*Text passage*.
(begin)
"The machinery is already moving" to mobilize voters, said John Jackson, chair of the DeKalb County Democratic Committee. The majority-Black county includes part of Atlanta.
The early drive underscores Democrats’ recognition that there may be little they can do to stop voting-rights rollbacks being pursued in Republican-controlled states across the country - curbs driven by false claims from former Republican President Donald Trump that election fraud robbed him of a second term.
Democrats and voting-rights groups have filed multiple lawsuits in an effort to overturn new laws in Georgia and elsewhere, but success isn't guaranteed. At the federal level, Democratic lawmakers have pushed for legislation to protect voting rights nationwide, an effort effectively killed this month when U.S. Senator Joe Manchin of West Virginia, a crucial swing vote in the divided chamber, said he won’t support it.
What they can control, party strategists say, is their own efforts to educate and motivate voters to respond to one of the biggest voting-rights rollbacks in decades, Democrats say.
Georgia’s 98-page Election Integrity Act, also known as SB 202, was signed into law by Republican Governor Brian Kemp in March. It takes particular aim at mail balloting, which is especially popular with Democrats: Roughly a quarter of Georgia voters returned absentee ballots for November’s election, with 65% of those backing Biden.
The legislation slashes the number of ballot drop boxes in Georgia’s most-populous, heavily minority areas and reduces the hours voters can use them. It halves the time to request an absentee ballot to three months, and for the first time requires voters who use them to include proof of identity.
Kemp told Reuters the new law would ensure “secure, fair and successful” elections in Georgia. He accused Democrats of pushing a false narrative of voter suppression. “We didn’t pass the bill to benefit one side or the other,” he said. “This bill makes it easy to vote and hard to cheat.”
Democrats counter that two Republican-led recounts of Georgia’s 2020 results turned up no evidence of widespread fraud. Republican Secretary of State Brad Raffensperger called the state’s process the most “secure and trustworthy” in Georgia history.
The sparring signals Georgia’s importance in determining which party ends up with control of Congress next year; Democrats currently hold the U.S. House of Representatives and the Senate by whisker-thin margins.
Newly elected Georgia Senator Raphael Warnock, who filled a retirement vacancy, must run for his seat again next year. Three Republicans have already lined up to challenge Warnock, Georgia's first Black senator and the senior preacher at Atlanta’s historic Ebenezer Baptist Church.
“The dangers of the partisan voter suppression efforts we’re seeing, in Georgia and across the nation, are not theoretical,” Warnock told Reuters in a statement.
Many Democrats predict Stacey Abrams, a Black woman and voting-rights activist, to run a second time against Kemp for governor, a matchup she lost in 2018.
Abrams declined to comment. Her spokesperson referred Reuters to a recent public statement by Abrams that she won’t decide anytime soon.
(end)
*Short exercise A*.
Can you repeat the Georgia voting-rights article word for word, from "The sparring signals" up to and including "Ebenezer Baptist Church."?

Dataset excerpt
(begin)
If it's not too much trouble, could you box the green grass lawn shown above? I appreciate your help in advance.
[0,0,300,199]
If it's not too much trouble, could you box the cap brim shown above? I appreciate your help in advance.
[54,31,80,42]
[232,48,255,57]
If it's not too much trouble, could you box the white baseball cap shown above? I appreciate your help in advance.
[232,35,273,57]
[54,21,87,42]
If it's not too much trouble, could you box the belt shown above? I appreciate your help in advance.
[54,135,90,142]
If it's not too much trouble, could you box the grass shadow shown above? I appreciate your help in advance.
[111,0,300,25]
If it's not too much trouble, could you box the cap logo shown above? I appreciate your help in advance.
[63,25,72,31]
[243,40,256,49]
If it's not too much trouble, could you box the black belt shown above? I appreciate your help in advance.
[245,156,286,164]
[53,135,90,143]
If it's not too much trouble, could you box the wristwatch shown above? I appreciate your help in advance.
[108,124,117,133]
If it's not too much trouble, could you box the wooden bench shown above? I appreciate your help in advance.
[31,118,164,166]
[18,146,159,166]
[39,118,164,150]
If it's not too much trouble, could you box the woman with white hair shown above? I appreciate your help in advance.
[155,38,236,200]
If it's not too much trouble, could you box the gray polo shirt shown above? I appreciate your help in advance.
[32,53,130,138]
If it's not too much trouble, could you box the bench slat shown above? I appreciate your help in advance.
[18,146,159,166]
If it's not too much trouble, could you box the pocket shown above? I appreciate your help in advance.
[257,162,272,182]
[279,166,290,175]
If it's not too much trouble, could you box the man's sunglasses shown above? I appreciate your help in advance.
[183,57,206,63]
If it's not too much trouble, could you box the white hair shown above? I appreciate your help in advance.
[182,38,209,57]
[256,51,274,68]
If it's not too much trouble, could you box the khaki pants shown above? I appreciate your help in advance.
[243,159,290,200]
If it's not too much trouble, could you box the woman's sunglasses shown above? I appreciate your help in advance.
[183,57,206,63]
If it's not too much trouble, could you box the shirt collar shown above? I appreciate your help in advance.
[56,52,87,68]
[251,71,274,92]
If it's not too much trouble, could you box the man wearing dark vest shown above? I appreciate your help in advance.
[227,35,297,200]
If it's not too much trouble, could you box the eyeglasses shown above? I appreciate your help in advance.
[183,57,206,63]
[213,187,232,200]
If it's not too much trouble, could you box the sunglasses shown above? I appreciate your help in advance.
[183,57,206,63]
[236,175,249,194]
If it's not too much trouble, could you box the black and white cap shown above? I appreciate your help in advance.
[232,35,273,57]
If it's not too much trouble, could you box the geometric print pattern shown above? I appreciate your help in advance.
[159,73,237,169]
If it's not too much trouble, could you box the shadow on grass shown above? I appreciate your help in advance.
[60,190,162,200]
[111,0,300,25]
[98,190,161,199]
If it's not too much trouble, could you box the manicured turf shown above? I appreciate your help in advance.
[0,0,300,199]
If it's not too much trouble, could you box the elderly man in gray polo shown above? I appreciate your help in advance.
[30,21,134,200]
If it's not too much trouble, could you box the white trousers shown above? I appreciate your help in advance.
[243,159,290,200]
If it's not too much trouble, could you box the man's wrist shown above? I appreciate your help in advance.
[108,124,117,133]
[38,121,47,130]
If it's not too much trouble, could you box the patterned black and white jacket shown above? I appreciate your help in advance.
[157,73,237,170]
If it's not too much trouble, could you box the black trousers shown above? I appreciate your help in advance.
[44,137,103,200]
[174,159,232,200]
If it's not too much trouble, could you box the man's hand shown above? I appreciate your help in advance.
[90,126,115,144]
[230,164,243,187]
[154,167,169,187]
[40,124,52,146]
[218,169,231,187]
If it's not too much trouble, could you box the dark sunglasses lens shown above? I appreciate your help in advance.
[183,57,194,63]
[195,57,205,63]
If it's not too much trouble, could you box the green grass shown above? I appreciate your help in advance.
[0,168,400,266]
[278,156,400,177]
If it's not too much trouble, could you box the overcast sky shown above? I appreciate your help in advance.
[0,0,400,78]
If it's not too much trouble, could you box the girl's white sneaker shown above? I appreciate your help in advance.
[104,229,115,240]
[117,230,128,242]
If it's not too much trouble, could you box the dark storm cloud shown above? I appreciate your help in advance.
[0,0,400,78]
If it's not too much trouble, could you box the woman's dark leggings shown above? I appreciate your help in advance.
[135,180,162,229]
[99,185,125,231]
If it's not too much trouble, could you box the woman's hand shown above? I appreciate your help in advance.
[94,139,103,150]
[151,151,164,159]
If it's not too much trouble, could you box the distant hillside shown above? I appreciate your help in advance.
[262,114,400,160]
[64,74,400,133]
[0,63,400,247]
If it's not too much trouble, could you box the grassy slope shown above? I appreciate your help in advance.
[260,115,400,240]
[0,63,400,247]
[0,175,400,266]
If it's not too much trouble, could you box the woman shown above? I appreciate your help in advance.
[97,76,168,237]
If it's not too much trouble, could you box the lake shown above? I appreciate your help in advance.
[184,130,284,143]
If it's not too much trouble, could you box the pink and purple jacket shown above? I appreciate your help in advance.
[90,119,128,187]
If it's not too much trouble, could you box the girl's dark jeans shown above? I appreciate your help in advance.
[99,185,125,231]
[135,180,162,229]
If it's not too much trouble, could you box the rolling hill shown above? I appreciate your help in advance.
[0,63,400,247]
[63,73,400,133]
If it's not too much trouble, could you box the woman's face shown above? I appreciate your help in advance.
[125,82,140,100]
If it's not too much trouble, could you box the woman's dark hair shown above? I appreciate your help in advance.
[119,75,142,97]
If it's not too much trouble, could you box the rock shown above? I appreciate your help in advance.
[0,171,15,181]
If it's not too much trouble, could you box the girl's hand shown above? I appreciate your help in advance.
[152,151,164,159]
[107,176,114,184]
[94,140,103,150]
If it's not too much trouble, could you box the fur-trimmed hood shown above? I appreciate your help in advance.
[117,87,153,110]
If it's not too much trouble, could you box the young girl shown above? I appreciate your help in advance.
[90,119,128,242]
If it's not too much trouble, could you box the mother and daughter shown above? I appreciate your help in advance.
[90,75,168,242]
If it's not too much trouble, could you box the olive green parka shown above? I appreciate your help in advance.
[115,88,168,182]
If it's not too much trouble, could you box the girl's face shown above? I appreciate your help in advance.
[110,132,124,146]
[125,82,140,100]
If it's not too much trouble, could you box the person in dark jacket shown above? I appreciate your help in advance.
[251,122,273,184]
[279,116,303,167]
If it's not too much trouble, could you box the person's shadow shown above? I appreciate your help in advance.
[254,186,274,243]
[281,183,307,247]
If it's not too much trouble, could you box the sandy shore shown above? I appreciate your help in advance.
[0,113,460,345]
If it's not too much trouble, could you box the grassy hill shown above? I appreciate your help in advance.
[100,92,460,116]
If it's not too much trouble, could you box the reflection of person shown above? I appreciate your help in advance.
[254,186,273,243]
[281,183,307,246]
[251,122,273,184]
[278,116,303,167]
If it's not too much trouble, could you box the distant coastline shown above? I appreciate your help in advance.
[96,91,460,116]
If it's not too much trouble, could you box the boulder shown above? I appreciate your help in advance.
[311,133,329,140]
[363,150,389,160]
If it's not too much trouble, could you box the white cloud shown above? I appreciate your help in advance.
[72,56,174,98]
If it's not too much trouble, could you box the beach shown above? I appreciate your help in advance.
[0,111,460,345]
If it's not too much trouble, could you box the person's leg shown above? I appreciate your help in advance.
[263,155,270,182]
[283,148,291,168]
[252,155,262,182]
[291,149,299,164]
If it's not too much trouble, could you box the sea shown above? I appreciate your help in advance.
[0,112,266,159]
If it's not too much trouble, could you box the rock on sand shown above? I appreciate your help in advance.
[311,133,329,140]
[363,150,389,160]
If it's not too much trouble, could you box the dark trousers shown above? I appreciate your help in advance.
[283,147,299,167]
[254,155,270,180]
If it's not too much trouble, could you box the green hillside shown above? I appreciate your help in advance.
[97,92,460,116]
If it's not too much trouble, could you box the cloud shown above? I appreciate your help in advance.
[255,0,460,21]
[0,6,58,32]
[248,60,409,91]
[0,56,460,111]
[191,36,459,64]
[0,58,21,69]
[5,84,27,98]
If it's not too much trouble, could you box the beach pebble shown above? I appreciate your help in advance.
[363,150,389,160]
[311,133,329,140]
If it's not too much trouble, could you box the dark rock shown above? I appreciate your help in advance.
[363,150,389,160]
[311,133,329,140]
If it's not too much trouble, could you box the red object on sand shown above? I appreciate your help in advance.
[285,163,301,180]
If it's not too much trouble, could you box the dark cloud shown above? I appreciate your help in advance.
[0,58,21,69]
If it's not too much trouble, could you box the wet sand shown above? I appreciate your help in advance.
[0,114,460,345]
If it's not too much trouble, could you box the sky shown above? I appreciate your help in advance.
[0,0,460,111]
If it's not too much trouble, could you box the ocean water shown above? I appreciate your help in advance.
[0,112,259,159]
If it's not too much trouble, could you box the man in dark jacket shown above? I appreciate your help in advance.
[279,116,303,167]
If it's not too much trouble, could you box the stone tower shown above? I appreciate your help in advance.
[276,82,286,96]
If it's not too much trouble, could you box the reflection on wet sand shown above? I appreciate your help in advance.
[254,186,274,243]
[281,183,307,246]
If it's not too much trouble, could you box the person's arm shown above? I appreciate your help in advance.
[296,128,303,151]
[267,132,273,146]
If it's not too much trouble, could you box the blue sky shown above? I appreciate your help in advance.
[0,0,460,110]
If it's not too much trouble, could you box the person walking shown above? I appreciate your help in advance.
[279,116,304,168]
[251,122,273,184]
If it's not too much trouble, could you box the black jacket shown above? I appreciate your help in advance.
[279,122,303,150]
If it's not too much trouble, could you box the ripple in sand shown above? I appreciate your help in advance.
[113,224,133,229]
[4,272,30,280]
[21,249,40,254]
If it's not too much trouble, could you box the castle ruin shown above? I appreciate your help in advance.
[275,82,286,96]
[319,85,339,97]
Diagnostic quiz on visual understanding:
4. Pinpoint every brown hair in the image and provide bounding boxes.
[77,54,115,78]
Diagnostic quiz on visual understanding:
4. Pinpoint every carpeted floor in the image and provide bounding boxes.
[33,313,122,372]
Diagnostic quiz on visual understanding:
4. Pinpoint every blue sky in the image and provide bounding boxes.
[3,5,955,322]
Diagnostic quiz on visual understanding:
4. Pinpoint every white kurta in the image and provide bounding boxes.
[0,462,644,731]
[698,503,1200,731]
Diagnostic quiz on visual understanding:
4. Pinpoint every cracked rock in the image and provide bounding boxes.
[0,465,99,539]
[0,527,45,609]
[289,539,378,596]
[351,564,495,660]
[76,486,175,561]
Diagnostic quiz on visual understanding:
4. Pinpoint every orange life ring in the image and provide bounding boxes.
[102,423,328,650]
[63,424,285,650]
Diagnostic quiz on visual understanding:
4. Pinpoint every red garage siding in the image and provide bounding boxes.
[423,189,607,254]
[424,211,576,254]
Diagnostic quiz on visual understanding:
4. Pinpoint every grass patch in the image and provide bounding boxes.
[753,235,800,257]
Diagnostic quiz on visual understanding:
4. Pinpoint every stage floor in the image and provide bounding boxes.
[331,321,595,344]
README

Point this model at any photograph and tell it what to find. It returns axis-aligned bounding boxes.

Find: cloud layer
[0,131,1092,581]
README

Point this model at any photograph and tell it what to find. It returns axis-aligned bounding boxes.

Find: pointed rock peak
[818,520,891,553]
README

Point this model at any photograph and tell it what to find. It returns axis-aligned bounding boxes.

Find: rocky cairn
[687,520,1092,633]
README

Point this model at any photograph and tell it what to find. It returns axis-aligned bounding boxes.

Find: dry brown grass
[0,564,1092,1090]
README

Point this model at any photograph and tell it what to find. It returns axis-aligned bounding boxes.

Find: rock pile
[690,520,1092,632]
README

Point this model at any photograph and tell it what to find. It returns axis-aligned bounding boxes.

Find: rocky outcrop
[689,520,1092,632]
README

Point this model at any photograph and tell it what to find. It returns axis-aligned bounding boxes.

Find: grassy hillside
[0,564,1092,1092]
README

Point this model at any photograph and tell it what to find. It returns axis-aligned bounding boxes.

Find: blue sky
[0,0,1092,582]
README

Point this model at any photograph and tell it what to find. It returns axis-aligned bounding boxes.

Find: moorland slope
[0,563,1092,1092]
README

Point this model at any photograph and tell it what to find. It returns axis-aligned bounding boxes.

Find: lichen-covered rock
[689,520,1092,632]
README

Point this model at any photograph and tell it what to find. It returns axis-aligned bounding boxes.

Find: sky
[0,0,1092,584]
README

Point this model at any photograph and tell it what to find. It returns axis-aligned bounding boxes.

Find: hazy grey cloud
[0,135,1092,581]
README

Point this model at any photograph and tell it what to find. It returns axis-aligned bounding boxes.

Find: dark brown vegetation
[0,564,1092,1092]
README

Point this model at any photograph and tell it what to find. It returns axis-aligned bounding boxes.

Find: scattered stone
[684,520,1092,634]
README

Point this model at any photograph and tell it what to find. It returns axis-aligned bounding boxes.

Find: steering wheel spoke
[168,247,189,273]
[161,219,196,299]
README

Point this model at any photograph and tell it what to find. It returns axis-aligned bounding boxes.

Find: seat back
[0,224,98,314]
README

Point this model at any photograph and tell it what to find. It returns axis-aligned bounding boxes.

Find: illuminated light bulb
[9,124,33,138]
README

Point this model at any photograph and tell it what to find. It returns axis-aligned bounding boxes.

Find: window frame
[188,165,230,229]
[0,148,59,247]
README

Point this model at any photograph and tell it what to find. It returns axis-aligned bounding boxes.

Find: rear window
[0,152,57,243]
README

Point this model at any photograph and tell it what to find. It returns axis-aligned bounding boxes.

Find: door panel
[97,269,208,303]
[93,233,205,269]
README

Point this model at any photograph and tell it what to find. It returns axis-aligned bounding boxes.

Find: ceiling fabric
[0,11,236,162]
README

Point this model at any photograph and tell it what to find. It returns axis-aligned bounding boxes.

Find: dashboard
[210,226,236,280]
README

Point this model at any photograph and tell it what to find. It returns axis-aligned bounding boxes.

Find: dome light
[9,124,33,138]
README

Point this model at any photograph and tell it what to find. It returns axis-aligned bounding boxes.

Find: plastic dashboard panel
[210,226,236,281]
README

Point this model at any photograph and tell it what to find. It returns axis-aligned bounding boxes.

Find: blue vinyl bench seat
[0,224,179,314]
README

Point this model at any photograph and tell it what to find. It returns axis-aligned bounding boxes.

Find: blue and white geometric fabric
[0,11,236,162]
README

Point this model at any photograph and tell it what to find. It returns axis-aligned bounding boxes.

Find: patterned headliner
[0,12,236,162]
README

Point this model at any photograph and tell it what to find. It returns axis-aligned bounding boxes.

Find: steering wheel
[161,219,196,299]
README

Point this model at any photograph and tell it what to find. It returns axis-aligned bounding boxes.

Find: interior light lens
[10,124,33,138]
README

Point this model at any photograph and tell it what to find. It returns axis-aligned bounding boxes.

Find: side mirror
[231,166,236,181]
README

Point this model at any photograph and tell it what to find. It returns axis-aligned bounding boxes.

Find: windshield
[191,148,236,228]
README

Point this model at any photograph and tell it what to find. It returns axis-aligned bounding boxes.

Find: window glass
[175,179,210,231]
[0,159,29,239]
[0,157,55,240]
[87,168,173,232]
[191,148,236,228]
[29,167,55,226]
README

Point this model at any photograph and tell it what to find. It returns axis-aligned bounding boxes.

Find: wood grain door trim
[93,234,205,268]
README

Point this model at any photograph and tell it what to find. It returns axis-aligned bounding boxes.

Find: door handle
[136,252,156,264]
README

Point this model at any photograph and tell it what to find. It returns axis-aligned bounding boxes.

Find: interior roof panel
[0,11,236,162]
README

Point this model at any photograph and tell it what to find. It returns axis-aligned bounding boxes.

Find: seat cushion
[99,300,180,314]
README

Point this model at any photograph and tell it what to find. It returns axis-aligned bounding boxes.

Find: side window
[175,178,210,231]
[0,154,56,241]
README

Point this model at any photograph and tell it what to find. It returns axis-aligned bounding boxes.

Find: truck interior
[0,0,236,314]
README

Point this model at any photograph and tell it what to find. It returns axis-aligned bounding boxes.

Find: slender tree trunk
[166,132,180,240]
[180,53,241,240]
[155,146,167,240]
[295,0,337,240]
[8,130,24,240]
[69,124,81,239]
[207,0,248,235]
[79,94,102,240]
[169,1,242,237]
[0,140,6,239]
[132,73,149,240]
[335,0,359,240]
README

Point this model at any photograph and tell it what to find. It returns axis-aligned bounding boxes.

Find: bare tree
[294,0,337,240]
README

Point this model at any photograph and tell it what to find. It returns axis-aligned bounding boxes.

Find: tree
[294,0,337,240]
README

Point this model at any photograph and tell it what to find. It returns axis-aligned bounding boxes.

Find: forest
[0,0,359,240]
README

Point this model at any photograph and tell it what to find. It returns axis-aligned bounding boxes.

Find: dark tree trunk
(end)
*Short exercise B*.
Which lines in the records contain the string "light"? Pick out each one and copy it, treating uppercase and lowercase as different.

*Output A*.
The sparring signals Georgia’s importance in determining which party ends up with control of Congress next year; Democrats currently hold the U.S. House of Representatives and the Senate by whisker-thin margins.
Newly elected Georgia Senator Raphael Warnock, who filled a retirement vacancy, must run for his seat again next year. Three Republicans have already lined up to challenge Warnock, Georgia's first Black senator and the senior preacher at Atlanta’s historic Ebenezer Baptist Church.

*Output B*.
Find: illuminated light bulb
Find: dome light
Find: interior light lens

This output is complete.